[Written instruction]
In every row below, substitute "put a marker" for each occurrence of "place a dot" and reproduce the rows with nothing else changed. Leave the pictures out.

[Data excerpts]
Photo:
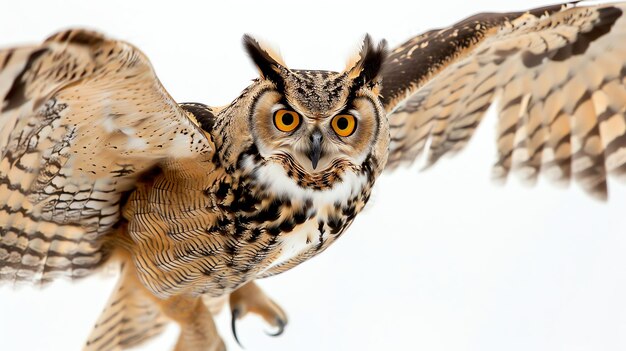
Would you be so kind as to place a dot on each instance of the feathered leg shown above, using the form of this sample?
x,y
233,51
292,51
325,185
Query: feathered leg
x,y
197,329
134,315
131,316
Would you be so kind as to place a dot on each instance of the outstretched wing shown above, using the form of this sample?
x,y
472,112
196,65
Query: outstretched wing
x,y
81,118
559,76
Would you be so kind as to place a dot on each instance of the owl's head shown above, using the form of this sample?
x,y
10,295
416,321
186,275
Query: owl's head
x,y
317,126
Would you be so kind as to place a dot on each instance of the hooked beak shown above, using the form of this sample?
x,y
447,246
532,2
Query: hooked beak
x,y
316,148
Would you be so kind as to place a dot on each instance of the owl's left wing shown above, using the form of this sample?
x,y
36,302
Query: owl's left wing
x,y
559,74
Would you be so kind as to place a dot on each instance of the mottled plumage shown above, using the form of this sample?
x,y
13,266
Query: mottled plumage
x,y
98,161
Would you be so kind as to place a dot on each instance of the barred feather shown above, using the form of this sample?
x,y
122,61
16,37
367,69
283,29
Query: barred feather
x,y
558,75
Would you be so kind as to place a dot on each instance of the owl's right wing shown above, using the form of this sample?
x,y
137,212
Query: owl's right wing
x,y
558,73
81,118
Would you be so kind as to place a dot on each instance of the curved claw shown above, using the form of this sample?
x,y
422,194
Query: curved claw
x,y
234,314
281,328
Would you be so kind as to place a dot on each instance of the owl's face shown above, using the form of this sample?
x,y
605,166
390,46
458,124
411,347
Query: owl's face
x,y
318,126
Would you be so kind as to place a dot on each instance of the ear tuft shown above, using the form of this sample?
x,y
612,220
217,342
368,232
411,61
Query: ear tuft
x,y
267,61
366,69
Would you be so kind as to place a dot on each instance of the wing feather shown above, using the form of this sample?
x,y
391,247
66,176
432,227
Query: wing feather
x,y
557,74
81,117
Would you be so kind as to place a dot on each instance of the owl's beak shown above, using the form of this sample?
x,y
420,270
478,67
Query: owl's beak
x,y
315,151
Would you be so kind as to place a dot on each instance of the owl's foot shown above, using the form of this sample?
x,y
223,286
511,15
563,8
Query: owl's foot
x,y
197,329
251,299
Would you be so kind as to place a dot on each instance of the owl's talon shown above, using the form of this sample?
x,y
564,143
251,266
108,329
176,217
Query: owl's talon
x,y
280,324
249,298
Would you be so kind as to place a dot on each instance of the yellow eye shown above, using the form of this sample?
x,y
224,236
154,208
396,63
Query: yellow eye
x,y
344,125
286,120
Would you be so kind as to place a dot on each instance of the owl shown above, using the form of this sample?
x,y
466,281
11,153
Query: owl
x,y
99,164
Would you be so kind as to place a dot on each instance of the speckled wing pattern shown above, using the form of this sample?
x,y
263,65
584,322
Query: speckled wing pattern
x,y
558,74
81,118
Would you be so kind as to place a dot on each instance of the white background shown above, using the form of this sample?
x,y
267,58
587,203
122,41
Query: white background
x,y
441,260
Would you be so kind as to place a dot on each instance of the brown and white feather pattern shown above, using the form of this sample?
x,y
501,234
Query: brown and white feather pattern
x,y
558,74
81,118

[Response for this exercise]
Photo:
Would you be so kind as to put a marker on each instance of the feathered leg shown above, using the form of this sample?
x,y
233,51
292,51
325,185
Query: feathered leg
x,y
197,329
134,315
131,316
Would you be so kind as to put a marker on each instance of the outstretched wing shown above, using the form of this sample?
x,y
472,112
196,65
Query: outstretched wing
x,y
81,118
559,76
Would you be so kind as to put a marker on each instance of the owl's head shown above, using the form of this sample?
x,y
10,295
416,321
186,275
Query: owl's head
x,y
317,126
Would you be so kind as to put a marker on each instance of the hooked beak shown above, using the form of this sample?
x,y
447,246
532,2
Query: hooked beak
x,y
316,148
Would you be so kind as to put a marker on each instance of the owl's left wing shown above, using the form of this sample?
x,y
36,302
Query: owl's left wing
x,y
559,74
Would you be so kind as to put a marker on each instance of the mottled plumage shown above, using the form of this sample?
x,y
13,266
Query: mottled plumage
x,y
98,161
Would you be so kind as to put a marker on each instance of the barred feather shown above, using the form of this sample?
x,y
122,61
16,37
367,69
283,29
Query: barred feather
x,y
558,75
Would you be so kind as to put a marker on each instance of the owl's right wing shown above, using the form of this sample?
x,y
137,212
Query: owl's right wing
x,y
558,73
81,118
Would you be so kind as to put a marker on each instance of the curved claw shown above, using the form of this sample?
x,y
422,194
Query: curved claw
x,y
234,314
281,328
Would you be so kind as to put a marker on each instance of the owl's face shown above, using the form of this sample?
x,y
605,166
390,46
458,124
411,347
Query: owl's face
x,y
318,126
Would you be so kind as to put a marker on each instance of the ear tuft shown above, using the form of this sample?
x,y
612,220
217,342
368,232
411,61
Query: ear tuft
x,y
267,61
366,69
Would you be so kind as to put a marker on each instance of the wing feather shown above, using the form of this sample?
x,y
391,247
66,176
432,227
Query: wing feather
x,y
557,74
81,117
Would you be so kind as to put a marker on each instance of the owl's beak shown above, using the form of this sample?
x,y
420,270
478,67
Query: owl's beak
x,y
315,151
Would you be so kind as to put a marker on each instance of the owl's foot shown above, using the form of this sample?
x,y
223,286
511,15
563,8
Query: owl's foot
x,y
197,329
251,299
Would you be so kind as to put a marker on each instance of the owl's talon shown above, using the form of this sample?
x,y
564,143
251,266
108,329
176,217
Query: owl's talon
x,y
280,324
249,298
Would you be so kind as to put a marker on each instance of the yellow eye shown above, using the form of this sample?
x,y
224,236
154,208
396,63
Query: yellow eye
x,y
344,125
286,120
Would you be so kind as to put a marker on each instance of the owl shown above, using the form of this sample?
x,y
466,281
11,153
Query: owl
x,y
99,164
Would you be so kind as to put a marker on each instance of the speckled wing pattern shown above, using the form of this sample?
x,y
263,65
584,322
Query: speckled wing pattern
x,y
558,74
81,118
Would you be so kind as to put a marker on each instance of the white background shown above, using the form of this sample?
x,y
267,58
587,203
122,41
Query: white background
x,y
441,260
Would you be so kind as to put a marker on each instance of the brown and white feather pattern shown above, using the form of this sample?
x,y
501,234
Query: brown and white feather pattern
x,y
558,74
81,118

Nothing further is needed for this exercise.